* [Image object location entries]
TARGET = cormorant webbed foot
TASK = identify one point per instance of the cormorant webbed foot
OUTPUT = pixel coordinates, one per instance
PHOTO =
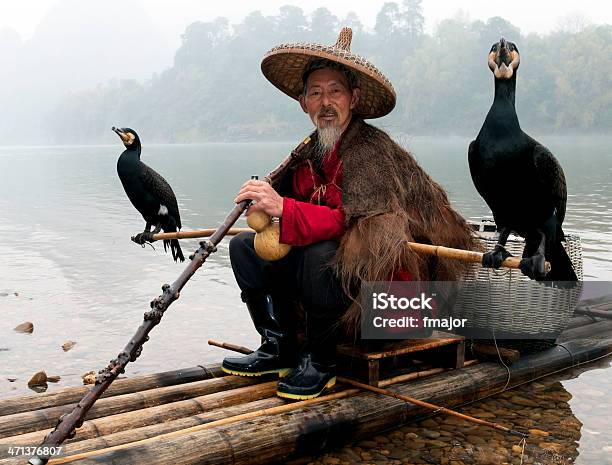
(534, 267)
(143, 237)
(495, 257)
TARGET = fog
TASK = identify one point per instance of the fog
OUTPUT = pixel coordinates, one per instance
(54, 52)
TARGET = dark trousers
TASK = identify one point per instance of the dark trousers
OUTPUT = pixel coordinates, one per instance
(304, 275)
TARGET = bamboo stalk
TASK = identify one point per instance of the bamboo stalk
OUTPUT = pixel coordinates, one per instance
(158, 414)
(20, 423)
(67, 425)
(428, 249)
(228, 416)
(595, 329)
(71, 395)
(124, 437)
(594, 312)
(273, 439)
(386, 392)
(435, 408)
(464, 255)
(196, 234)
(281, 409)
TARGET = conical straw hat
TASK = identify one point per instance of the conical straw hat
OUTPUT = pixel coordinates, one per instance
(284, 67)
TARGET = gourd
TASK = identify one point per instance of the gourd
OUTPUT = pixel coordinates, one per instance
(267, 236)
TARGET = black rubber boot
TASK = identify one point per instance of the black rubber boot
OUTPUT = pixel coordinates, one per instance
(276, 352)
(308, 380)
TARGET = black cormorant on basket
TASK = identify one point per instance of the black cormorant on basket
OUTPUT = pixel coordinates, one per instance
(520, 179)
(149, 193)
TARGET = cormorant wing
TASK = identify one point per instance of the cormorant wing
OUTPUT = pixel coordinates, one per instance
(550, 173)
(472, 161)
(159, 187)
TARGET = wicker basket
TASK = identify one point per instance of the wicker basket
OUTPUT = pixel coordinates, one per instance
(505, 304)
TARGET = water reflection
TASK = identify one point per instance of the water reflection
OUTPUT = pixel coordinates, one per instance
(65, 225)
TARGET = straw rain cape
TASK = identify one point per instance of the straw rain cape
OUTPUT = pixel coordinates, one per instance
(388, 200)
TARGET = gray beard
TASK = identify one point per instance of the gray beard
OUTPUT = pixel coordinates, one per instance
(327, 138)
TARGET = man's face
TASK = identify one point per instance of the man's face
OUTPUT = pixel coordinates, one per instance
(328, 100)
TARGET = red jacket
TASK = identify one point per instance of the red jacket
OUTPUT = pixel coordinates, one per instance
(315, 213)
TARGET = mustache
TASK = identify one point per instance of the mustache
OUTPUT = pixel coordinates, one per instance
(327, 111)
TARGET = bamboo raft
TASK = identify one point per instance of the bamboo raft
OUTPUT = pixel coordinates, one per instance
(200, 415)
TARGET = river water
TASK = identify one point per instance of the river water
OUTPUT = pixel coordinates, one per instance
(69, 267)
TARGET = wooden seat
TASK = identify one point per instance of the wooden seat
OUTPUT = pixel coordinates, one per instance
(441, 349)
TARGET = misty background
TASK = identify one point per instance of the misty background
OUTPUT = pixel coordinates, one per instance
(86, 66)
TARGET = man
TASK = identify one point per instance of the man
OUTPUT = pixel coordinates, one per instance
(348, 204)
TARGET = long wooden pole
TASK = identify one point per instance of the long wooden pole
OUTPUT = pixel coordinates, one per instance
(285, 408)
(428, 249)
(67, 424)
(196, 233)
(386, 392)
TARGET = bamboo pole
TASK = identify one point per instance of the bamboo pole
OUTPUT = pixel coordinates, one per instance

* [DIRECTION]
All of the records above must be copied exactly, except for the pictures.

* [WRITTEN REPLY]
TARGET = cormorant webbed foot
TASK = identify one point per instance of the cormorant webbed foot
OUTPUT = pixel coordinates, one per instance
PHOTO =
(534, 267)
(143, 237)
(495, 257)
TARGET = fog
TASK = identify one point per instance of the fog
OUTPUT = pixel coordinates, one per instance
(54, 52)
TARGET = dark trousers
TASK = identify one point per instance of the dark trousers
OUTPUT = pixel coordinates, one per instance
(304, 275)
TARGET = bamboo stalk
TASK = identify one point per instance of the bamboo stalk
OUTPUT = pixel coordinates, one per instance
(158, 414)
(20, 423)
(67, 425)
(428, 249)
(228, 416)
(595, 329)
(71, 395)
(124, 437)
(594, 312)
(273, 439)
(386, 392)
(435, 408)
(464, 255)
(196, 234)
(281, 409)
TARGET = conical straw hat
TASK = identify one point per instance of the conical straw hat
OUTPUT = pixel coordinates, one per instance
(284, 67)
TARGET = gourd
TASK = identify one point per instance of the gourd
OUTPUT = pixel coordinates, one per instance
(267, 236)
TARGET = black rubber boot
TASK = identify one point per instance of the black rubber boot
OUTPUT = pixel coordinates, one per instance
(276, 352)
(308, 380)
TARGET = black cormorant on basket
TASK = identify one point per instance of the black cormorant on basket
OUTPUT = pixel coordinates, one per instance
(520, 179)
(149, 193)
TARGET = cormorant wing
TASK = identify one point per instance of the cormorant wing
OUTPUT = pixel coordinates, one per instance
(550, 173)
(472, 161)
(159, 187)
TARGET = wicker basket
TASK = identify one point per instance of the wicker basket
OUTPUT = pixel coordinates, one per instance
(505, 304)
TARGET = water reflection
TASK = identify one point per instance of the water reflection
OUTPUT = pixel coordinates, one per instance
(65, 225)
TARGET = straw rain cape
TASK = identify one point per instance of the straw rain cape
OUTPUT = pixel coordinates, one per instance
(388, 200)
TARGET = gray beard
TASK = identify one point per instance of the gray beard
OUTPUT = pixel coordinates, one per instance
(327, 138)
TARGET = man's face
TASK = identify one point per instance of the man's face
OUTPUT = pixel coordinates, one per instance
(328, 100)
TARGET = red jacket
TASK = identify one point per instance of the red jacket
OUTPUT = pixel coordinates, one per instance
(315, 213)
TARGET = mustache
TASK = identify one point per instance of the mustache
OUTPUT = pixel coordinates, one per instance
(327, 111)
TARGET = bamboo raft
TASK = identify one point per instance of the bamboo raft
OUTPUT = pixel coordinates, one per instance
(200, 415)
TARGET = river water
TASK = identify one point per instance of the river water
OUTPUT = pixel coordinates, one per instance
(69, 267)
TARGET = wooden seat
TASK = identify one point per instance of the wooden seat
OUTPUT = pixel coordinates, one per instance
(441, 349)
TARGET = misty background
TASK = identify one point per instance of the misty background
OUTPUT = pixel coordinates, one per instance
(86, 66)
TARGET = man
TASK = identify one point per instance of the man
OUTPUT = pixel coordinates, one per instance
(348, 204)
TARGET = long wooden pole
TASK = identify one point per instance of the long wooden pole
OUTPUT = pixel coordinates, one per instance
(285, 408)
(428, 249)
(67, 424)
(196, 233)
(386, 392)
TARGET = bamboo pole
TASK = identify one point per instance of the bamboo pole
OUTPUT = pixel coordinates, one per instance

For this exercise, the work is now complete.